| Listed records |
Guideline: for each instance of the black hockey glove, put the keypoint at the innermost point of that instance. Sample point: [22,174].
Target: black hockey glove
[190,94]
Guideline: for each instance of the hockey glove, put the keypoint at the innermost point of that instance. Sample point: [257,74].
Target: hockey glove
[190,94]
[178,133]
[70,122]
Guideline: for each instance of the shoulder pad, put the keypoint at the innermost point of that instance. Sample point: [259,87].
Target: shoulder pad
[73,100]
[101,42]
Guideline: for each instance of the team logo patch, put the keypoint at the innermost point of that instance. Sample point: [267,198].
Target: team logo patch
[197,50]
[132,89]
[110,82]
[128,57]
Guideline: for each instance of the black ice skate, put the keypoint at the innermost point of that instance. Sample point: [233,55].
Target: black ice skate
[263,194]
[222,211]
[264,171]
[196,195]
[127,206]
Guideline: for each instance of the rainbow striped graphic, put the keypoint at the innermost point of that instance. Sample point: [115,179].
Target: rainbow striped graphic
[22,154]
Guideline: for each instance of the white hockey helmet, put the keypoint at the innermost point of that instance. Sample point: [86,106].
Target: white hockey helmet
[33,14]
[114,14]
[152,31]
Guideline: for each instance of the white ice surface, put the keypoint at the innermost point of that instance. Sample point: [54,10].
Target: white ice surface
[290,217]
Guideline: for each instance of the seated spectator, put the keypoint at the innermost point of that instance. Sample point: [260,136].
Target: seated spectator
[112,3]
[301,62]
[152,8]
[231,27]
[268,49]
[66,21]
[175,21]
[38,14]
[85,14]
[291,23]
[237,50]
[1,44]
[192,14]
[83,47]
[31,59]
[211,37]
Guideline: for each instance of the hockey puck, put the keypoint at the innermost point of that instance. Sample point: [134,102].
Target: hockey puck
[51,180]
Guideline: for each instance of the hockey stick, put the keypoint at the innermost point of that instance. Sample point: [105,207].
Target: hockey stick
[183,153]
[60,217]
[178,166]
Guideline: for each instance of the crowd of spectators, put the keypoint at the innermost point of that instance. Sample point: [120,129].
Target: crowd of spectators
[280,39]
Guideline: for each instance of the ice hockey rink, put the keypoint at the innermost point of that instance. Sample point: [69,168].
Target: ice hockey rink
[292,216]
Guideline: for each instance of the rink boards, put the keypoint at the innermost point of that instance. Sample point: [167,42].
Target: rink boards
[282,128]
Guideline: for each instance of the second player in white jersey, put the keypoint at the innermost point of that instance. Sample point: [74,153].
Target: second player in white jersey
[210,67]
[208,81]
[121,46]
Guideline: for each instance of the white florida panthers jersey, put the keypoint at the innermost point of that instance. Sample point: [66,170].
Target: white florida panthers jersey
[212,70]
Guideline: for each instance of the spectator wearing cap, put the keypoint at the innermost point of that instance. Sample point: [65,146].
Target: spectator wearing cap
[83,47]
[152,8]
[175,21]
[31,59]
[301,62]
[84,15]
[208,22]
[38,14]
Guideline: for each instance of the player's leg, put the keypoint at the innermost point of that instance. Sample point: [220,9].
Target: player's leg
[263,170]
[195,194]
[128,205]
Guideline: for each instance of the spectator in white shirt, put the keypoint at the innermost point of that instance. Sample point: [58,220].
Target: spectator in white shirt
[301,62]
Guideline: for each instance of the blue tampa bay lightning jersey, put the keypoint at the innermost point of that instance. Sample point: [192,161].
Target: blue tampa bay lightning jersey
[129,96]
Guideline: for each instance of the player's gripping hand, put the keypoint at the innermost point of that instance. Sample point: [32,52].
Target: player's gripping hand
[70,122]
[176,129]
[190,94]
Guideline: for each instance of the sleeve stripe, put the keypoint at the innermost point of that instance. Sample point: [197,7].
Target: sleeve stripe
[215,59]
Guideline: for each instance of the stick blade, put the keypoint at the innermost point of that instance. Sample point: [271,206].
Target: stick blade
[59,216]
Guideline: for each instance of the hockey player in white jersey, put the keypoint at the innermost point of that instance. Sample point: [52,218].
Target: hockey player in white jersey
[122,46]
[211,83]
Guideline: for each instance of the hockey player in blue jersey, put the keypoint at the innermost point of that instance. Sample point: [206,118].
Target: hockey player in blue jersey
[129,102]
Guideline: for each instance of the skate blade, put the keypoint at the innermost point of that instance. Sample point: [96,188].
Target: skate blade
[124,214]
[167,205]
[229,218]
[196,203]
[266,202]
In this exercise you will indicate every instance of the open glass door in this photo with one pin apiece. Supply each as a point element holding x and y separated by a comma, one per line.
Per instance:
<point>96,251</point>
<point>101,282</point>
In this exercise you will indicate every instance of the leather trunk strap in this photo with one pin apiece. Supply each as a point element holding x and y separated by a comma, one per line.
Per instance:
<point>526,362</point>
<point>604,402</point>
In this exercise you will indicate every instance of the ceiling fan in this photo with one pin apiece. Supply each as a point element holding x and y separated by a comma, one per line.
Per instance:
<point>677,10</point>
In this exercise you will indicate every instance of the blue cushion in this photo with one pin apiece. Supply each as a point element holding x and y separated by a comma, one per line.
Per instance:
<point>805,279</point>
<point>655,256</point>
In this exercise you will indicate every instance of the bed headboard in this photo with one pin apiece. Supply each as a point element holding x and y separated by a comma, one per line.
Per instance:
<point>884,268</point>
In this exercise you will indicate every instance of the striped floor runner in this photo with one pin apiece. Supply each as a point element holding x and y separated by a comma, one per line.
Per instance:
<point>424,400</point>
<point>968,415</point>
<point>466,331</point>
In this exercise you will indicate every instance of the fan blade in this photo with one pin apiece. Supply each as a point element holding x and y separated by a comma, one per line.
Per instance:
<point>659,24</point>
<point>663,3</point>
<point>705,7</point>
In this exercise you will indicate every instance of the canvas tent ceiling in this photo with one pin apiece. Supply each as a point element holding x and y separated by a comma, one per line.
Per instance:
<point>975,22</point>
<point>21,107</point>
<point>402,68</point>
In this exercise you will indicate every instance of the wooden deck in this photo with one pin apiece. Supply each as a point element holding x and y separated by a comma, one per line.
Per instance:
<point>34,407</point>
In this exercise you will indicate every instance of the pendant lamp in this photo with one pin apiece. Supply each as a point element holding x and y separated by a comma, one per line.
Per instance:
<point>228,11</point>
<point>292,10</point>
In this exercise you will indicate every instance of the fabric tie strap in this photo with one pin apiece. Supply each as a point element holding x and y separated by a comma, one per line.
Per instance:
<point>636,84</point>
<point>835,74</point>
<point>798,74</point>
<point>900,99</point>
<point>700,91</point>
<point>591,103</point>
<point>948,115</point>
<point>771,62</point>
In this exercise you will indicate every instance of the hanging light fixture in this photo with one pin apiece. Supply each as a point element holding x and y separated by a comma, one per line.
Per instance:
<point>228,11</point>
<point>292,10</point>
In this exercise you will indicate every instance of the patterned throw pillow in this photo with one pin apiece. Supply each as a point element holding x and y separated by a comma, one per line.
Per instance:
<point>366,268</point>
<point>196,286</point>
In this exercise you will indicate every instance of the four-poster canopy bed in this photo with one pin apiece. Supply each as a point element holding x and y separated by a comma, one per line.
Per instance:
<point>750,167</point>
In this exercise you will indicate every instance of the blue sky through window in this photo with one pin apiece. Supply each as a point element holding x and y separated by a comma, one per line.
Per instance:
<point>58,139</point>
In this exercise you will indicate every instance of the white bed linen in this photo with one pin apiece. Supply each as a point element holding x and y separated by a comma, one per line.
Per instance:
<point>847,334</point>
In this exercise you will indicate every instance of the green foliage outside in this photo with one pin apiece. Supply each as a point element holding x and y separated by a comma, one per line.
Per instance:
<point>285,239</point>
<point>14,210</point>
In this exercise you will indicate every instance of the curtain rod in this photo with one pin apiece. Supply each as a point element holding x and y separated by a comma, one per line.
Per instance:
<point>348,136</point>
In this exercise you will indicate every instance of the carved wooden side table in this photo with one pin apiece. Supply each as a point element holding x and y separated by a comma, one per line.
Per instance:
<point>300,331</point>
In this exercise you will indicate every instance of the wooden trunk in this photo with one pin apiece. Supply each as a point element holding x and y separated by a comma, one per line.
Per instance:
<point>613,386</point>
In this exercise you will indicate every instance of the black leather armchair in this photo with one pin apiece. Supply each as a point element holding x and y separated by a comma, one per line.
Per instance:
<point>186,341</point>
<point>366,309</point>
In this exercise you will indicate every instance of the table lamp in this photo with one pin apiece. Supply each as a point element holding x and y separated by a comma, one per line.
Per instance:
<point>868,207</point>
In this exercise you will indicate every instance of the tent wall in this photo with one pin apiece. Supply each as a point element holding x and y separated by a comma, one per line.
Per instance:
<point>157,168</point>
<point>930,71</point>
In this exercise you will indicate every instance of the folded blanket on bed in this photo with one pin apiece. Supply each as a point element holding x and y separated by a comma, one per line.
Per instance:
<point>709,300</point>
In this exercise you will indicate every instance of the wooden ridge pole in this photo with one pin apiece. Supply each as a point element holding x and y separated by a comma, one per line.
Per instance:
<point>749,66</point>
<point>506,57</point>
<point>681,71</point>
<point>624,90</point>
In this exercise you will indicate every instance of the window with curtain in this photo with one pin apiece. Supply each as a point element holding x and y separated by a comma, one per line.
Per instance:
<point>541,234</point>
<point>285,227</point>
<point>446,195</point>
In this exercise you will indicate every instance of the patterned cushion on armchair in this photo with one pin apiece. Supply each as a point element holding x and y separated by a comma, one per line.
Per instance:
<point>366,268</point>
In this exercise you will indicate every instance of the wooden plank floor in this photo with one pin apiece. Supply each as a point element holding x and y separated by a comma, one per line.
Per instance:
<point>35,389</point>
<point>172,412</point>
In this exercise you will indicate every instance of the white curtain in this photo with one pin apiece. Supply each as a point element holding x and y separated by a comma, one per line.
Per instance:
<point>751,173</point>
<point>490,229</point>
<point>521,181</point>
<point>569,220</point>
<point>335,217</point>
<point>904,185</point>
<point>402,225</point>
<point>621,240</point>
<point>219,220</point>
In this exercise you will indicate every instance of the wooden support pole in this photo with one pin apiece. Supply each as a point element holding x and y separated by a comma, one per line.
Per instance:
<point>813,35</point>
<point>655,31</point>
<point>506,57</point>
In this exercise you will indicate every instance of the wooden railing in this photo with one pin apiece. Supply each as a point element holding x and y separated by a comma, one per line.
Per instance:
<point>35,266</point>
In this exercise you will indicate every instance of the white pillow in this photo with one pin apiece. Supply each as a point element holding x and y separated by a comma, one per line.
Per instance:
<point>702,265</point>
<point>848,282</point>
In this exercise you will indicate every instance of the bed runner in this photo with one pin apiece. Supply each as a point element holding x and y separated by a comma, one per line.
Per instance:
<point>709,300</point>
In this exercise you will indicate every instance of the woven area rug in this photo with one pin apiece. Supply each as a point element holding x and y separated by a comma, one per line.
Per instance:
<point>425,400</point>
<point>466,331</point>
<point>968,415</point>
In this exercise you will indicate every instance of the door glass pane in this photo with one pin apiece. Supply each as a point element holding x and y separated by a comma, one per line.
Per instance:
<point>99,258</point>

| Task requirements |
Using the records above, state how many lines contain "glass"; a single number is the whole answer.

| Output of the exercise |
2